Once the images are set aside, return every entry exactly.

Source data

┄┄┄┄┄┄

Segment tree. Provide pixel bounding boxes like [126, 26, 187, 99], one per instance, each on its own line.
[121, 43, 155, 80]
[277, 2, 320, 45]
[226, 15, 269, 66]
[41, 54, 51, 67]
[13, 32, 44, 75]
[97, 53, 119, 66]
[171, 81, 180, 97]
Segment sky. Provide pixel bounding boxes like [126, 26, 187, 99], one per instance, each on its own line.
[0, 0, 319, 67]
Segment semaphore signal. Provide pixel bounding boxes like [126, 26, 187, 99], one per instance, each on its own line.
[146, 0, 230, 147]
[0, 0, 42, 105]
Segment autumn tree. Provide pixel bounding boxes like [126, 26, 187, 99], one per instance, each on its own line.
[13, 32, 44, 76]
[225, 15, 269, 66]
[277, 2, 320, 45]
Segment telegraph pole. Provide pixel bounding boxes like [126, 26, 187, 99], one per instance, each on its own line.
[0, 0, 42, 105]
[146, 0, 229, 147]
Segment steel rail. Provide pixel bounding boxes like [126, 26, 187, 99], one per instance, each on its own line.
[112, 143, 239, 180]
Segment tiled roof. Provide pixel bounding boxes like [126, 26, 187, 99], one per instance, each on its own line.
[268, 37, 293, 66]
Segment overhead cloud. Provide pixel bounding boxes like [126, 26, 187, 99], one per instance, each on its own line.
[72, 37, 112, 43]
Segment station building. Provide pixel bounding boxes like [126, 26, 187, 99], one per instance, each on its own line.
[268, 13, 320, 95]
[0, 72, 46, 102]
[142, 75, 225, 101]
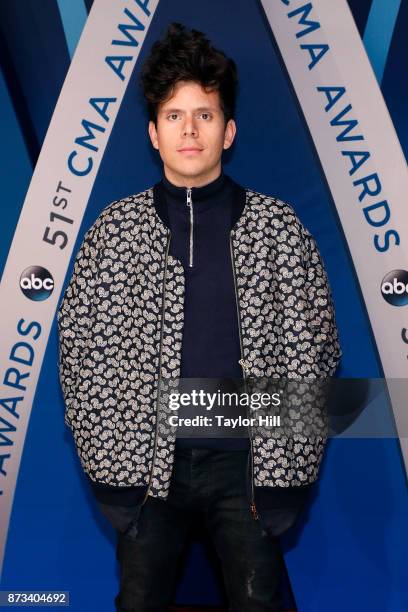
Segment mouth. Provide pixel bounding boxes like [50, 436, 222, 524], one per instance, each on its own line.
[178, 148, 203, 154]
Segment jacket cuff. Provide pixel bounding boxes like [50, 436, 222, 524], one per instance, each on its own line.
[87, 476, 148, 506]
[254, 482, 314, 510]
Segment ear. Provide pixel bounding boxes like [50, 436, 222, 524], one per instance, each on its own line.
[148, 120, 159, 150]
[223, 119, 237, 150]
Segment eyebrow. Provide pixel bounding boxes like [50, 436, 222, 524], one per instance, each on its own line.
[160, 106, 217, 114]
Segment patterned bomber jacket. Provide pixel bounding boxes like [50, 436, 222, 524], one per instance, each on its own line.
[57, 179, 342, 534]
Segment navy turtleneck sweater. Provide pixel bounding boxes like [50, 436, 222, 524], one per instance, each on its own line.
[155, 169, 250, 450]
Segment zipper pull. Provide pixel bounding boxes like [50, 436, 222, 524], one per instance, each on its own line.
[250, 502, 259, 520]
[238, 358, 250, 375]
[186, 187, 194, 267]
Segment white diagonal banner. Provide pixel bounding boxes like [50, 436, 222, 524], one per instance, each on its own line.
[0, 0, 159, 577]
[259, 0, 408, 467]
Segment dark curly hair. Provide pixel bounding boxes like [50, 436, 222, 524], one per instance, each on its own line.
[139, 22, 238, 126]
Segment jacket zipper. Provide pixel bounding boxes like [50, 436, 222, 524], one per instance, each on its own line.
[186, 187, 194, 267]
[141, 230, 171, 506]
[229, 234, 259, 521]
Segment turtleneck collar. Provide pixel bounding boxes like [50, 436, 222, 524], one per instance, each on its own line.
[160, 169, 226, 202]
[152, 171, 247, 233]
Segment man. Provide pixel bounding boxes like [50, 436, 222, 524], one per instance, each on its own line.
[57, 22, 342, 612]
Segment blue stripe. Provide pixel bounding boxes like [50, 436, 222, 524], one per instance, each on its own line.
[363, 0, 401, 84]
[0, 68, 32, 278]
[56, 0, 88, 59]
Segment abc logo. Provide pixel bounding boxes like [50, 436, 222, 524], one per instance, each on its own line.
[20, 266, 54, 301]
[381, 269, 408, 306]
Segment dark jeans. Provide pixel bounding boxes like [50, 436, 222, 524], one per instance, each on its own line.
[115, 448, 284, 612]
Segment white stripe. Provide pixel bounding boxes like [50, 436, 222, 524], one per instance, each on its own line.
[260, 0, 408, 469]
[0, 0, 159, 577]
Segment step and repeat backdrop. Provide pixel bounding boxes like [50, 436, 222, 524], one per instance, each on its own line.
[0, 1, 407, 610]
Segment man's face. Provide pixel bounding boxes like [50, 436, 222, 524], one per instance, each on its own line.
[148, 80, 236, 187]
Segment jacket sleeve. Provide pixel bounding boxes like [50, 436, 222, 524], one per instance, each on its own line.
[57, 218, 104, 426]
[300, 224, 342, 377]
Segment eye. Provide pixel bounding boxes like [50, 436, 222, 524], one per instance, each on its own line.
[200, 112, 212, 120]
[167, 113, 179, 121]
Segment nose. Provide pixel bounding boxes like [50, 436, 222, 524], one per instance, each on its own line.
[182, 114, 198, 137]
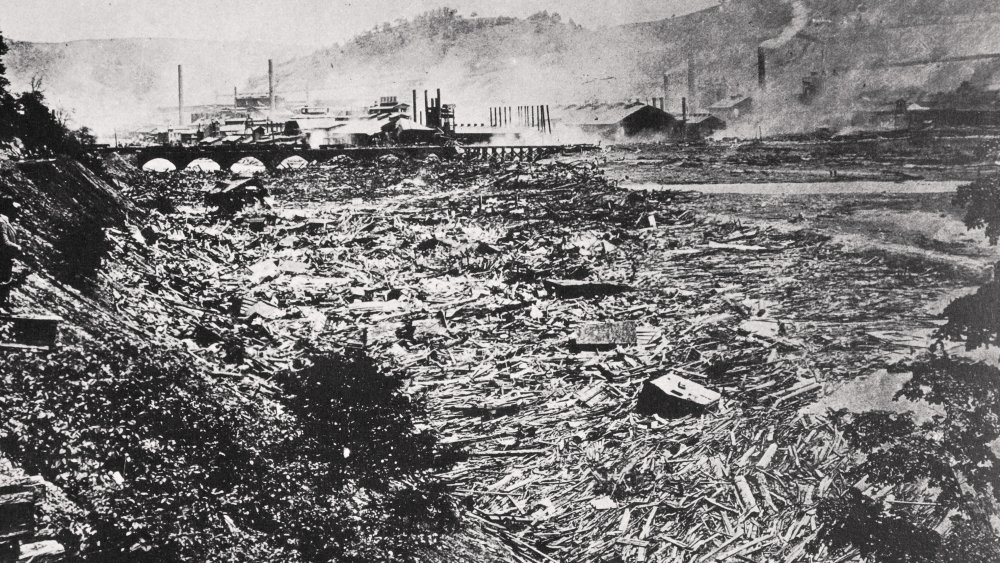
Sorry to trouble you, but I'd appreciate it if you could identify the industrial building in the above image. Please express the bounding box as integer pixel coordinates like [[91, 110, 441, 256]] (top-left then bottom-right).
[[554, 102, 675, 137], [707, 96, 753, 122]]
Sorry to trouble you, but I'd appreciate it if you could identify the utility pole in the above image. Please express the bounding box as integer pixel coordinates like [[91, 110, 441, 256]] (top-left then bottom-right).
[[177, 64, 184, 126]]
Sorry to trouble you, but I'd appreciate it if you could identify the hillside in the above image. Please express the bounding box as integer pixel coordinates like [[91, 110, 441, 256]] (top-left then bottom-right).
[[4, 38, 312, 136], [5, 1, 1000, 139], [249, 1, 1000, 134]]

┄┄┄┄┄┄

## PROBLEM SOLUTION
Segment tree. Provide pixel bounding boxes like [126, 26, 187, 99], one per instance, each on its own line.
[121, 43, 155, 80]
[277, 2, 320, 45]
[226, 15, 269, 66]
[41, 54, 51, 67]
[13, 32, 44, 75]
[97, 53, 119, 66]
[171, 81, 180, 97]
Segment sky. Provide pixel bounding boxes like [126, 26, 187, 99], one per instance, each on its own line.
[0, 0, 319, 67]
Segment semaphore signal. Provide pixel bounding boxes like [126, 26, 187, 99], one per instance, each on its own line.
[146, 0, 230, 147]
[0, 0, 42, 105]
Segment autumn tree. Provide pixel bounding boxes like [126, 26, 187, 99], one per instance, each on its own line.
[13, 32, 44, 76]
[225, 15, 269, 66]
[277, 2, 320, 45]
Segment telegraph pole. Provide pixel bounding boxes like [126, 26, 187, 99], one per instance, each on its own line.
[0, 0, 42, 105]
[146, 0, 229, 147]
Segment steel rail. Provide pixel bounding boxes like [126, 26, 187, 99], one per instance, each on its own line.
[112, 143, 239, 180]
Segment tiled roof. Provide pixel bounding boxes like [126, 26, 187, 99], one per instance, each on its own line.
[268, 37, 293, 66]
Segment overhead cloud. Provide pixel bounding boxes like [126, 26, 187, 99], one per instance, each on its own line.
[72, 37, 112, 43]
Segment station building. Provide pixel bounding boxes like [126, 26, 187, 99], one per instance, each on its own line.
[268, 13, 320, 95]
[0, 72, 46, 102]
[142, 75, 225, 101]
Segment mouth. Provide pixel bounding boxes like [50, 436, 222, 524], one per instance, each on its own line.
[178, 148, 203, 154]
Segment jacket cuff. Provide pixel bounding boxes like [50, 436, 222, 524], one per instance, each on its own line.
[87, 476, 148, 506]
[254, 482, 314, 510]
Segment ear. Provide pixel bounding boxes like [50, 436, 222, 524], one per instance, each on its own line.
[148, 120, 159, 150]
[223, 119, 237, 150]
Segment eyebrow. Provide pixel bounding boxes like [50, 436, 222, 524], one per instance, each on its own line.
[160, 106, 217, 114]
Segment patterned bomber jacket. Provide pixel bounding boxes like [50, 436, 222, 524], one per instance, each on its own line.
[57, 179, 342, 534]
Segment navy turtleneck sweater. Provide pixel bounding boxes like [50, 436, 222, 524], one per instance, each on its own line.
[155, 169, 250, 450]
Segment zipper pull. Provide pixel bounding boxes like [50, 436, 222, 524], one per instance, each on its own line.
[250, 502, 259, 520]
[238, 358, 250, 375]
[186, 187, 194, 267]
Segment white diagonal banner. Provide pixel bounding boxes like [50, 436, 222, 524], one per instance, each on its own line.
[0, 0, 159, 577]
[259, 0, 408, 467]
Segment dark curly hair. Provide pixel bounding boxes like [50, 436, 222, 524], one per instance, each on its own line.
[139, 22, 238, 126]
Segment jacket zipper. Provide pixel bounding boxes like [50, 436, 222, 524], one per instance, each on its own line.
[186, 187, 194, 267]
[141, 230, 171, 506]
[229, 234, 259, 521]
Segment turtleneck collar. Provide pixel bounding boxes like [50, 436, 222, 524], one per instance, each on its own line.
[160, 169, 226, 202]
[152, 171, 247, 233]
Segment man. Provide pixel bounding boxes like [50, 436, 222, 524], one per instance, each on its own line.
[57, 22, 342, 612]
Segment blue stripe. Provide pixel bounding boxes like [50, 436, 222, 524], one per instance, each on its own line.
[363, 0, 401, 84]
[0, 68, 32, 278]
[56, 0, 88, 59]
Segment abc logo. Provide pixel bounding boxes like [50, 436, 222, 524], one per instance, each on its own line.
[20, 266, 54, 301]
[381, 269, 408, 306]
Segment dark jeans. Provide pixel bounding boxes like [50, 436, 222, 524], one per instance, each on its own line.
[115, 448, 284, 612]
Segment white stripe. Provide pixel bounding boxes like [50, 436, 222, 524], one per instance, each on its own line.
[260, 0, 408, 469]
[0, 0, 159, 577]
Segment step and repeat backdrop. Provide pixel bounding boxes like [50, 436, 222, 524], one per instance, each on its own line.
[0, 1, 407, 610]
Segment man's face. Provide pixel bounding boxes like [50, 436, 222, 524], one per instance, each on its own line.
[148, 80, 236, 187]
Segment jacket sleeve. Provide pixel bounding boxes like [50, 436, 222, 524], one per instance, each on its own line.
[57, 218, 104, 426]
[300, 224, 342, 377]
Segment eye. Provide pixel bounding boxes like [50, 436, 222, 524], one per instance, each on its own line.
[200, 112, 212, 120]
[167, 113, 179, 121]
Segment nose. Provide pixel bounding boxes like [50, 436, 222, 524], one per instance, each on its own line.
[182, 114, 198, 137]
Sorry to trouble you, but I'd appreciate it if you could identify the industrial building in the above image. Please express the bounding box as integer pixel coordinates like [[91, 110, 441, 256]] (top-left then bottom-right).
[[554, 102, 675, 137], [707, 96, 753, 122]]
Sorry to trouble you, but I'd appreciate it if you could identify the utility pole in the above image. Please express the bounding box as integer pixel coordinates like [[91, 110, 441, 256]] (top-left then bottom-right).
[[177, 64, 184, 126]]
Sorry to trouble you, but I'd appreciate it if you could identify the hillside in the above image. Please express the bounding box as integer pixel coordinates like [[91, 110, 441, 256]] (top-left then bottom-right).
[[4, 38, 312, 136], [5, 1, 1000, 139], [249, 1, 1000, 134]]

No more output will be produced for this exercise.